### PASSAGE PROVIDED
● ● ● ● ● ● ●
Effective Insolvency and Creditor Rights Systems

Summary

Taiwan's insolvency regime has been called "archaic," but Lawrence Liu, writing for the Forum on Asian Insolvency Reform has reported that the need to remain globally competitive has inspired the authorities to revamp the system. The law is fragmented, with reorganization covered under the Company Act and liquidation and composition covered under the Bankruptcy Act. Insolvency of failed banks and insurance companies are regulated by the Banking Act and Insurance Act, respectively. Amendments to the laws in 2000 and 2001 have not yet addressed all the weaknesses in the regime. The Bankruptcy Act does not adequately address cross-border issues, but there are draft amendments, proposed in 2004, that deal with some cross-border rules. In 2005, the U.S. Department of Commerce had little to say on Taiwan's insolvency regime other than to note that creditors have the right to share proportionally in a debtor's assets. Nonetheless, there is no further publicly available information regarding Taiwan's compliance with the Principles and Guidelines for Effective Insolvency and Creditor Rights Systems developed by the World Bank.

    General Overview

    There is insufficient publicly available information regarding Taiwan's compliance with the Principles and Guidelines for Effective Insolvency and Creditor Rights Systems developed by the World Bank. The 2005 U.S. Department of Commerce "Doing Business in Taiwan" Country Commercial Guide had little to say regarding Taiwan's Bankruptcy Act, other than to note that it guarantees all creditors "the right to share the assets of a bankrupt debtor on a proportional basis."According to Lawrence Lui, writing in 2002 for the Second Forum for Asian Insolvency Reform, Taiwan's insolvency regime is "archaic," (p. 2) but he noted that the pressures of globalization have led to a determination to reform the system. According to Lui, Taiwan's system was originally based on the assumption that insolvency was a non-litigious matter, according to the terms of the Civil Law. Adding to the problem is the fragmentation of the system, with the Company Act covering corporate reorganizations, whereas settlement and bankruptcy proceedings for companies and individuals are the province of the Bankruptcy Act, and banking and insurance firm insolvencies are covered under the Banking Act and Insurance Act respectively, as explained in the 2004 report by George Lin.
● ● ● ● ● ● ●
### SUPPLIED DATA

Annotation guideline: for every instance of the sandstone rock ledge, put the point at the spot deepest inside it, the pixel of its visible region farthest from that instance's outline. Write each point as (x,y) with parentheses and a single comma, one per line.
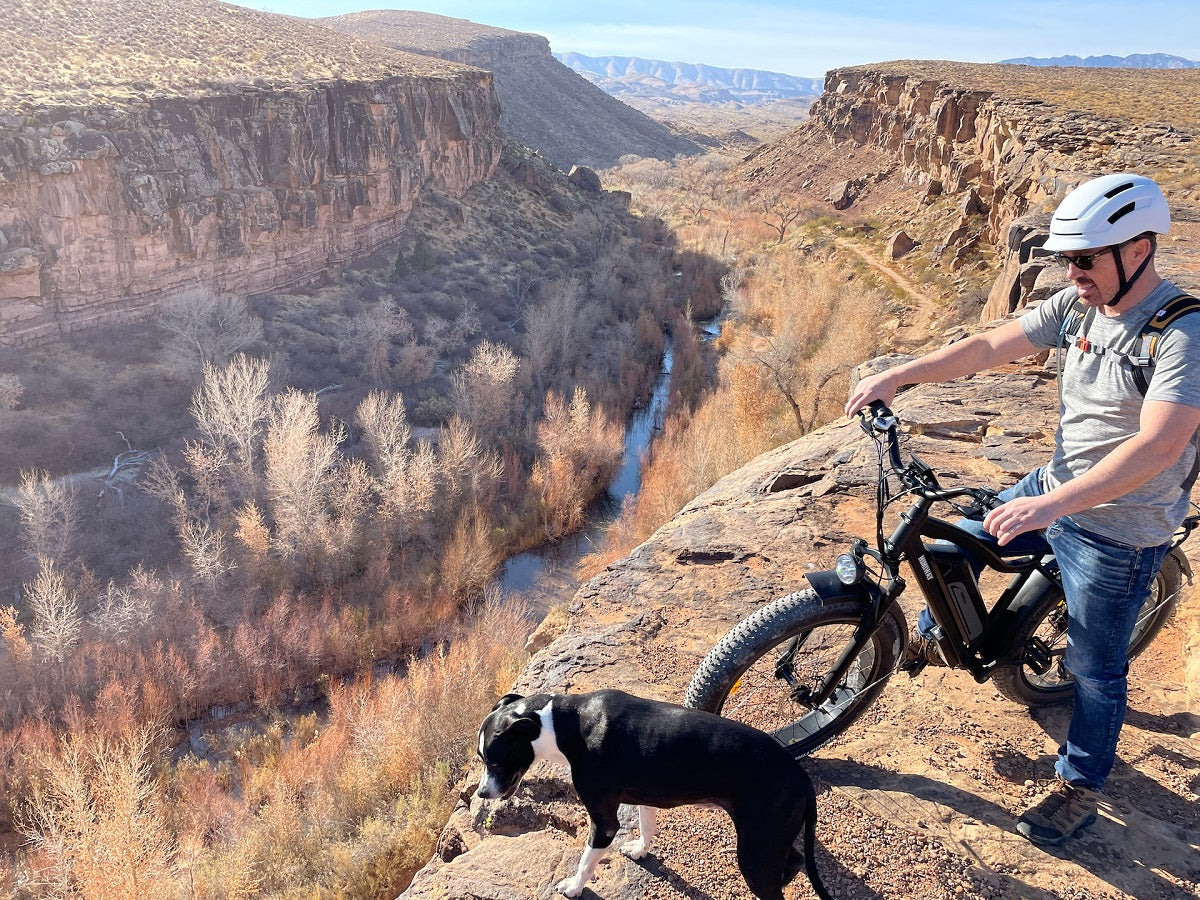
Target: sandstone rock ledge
(918,798)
● ● ● ● ● ● ●
### GIVEN PROBLEM
Resume the overview of Taiwan's insolvency regime, picking up right after its last sentence.

### SOLVED PROBLEM
    According to Lui, the Company Act is administered by the Ministry of Economic Affairs, whereas the Bankruptcy Act is administered by the Taiwanese judiciary (the Judicial Yuan). The government's strong involvement in the banking sector through the early 1990s "led to asset-based lending without much emphasis on understanding the firms' value and risks (including insolvency risks and costs)" (p. 2). The lack of any special bankruptcy court contributes to the system's deficiencies, because judges lack the training needed to render appropriate rulings. In addition, the court system is overburdened, leading to excessively long proceedings. Liu also noted that Taiwan is institutionally weak in the credit-industry area, enabling fraud and making it difficult for creditors to gain access to credit information on debtor firms. The Lui 2002 report notes that globalization pressures have led Taiwan to reconsider its situation beginning in the late 1990s, giving rise to amendments to the Banking Act and related legislation. Liu noted that a draft amendment to the Bankruptcy Act does not fully address the problem of fragmented legislation, however.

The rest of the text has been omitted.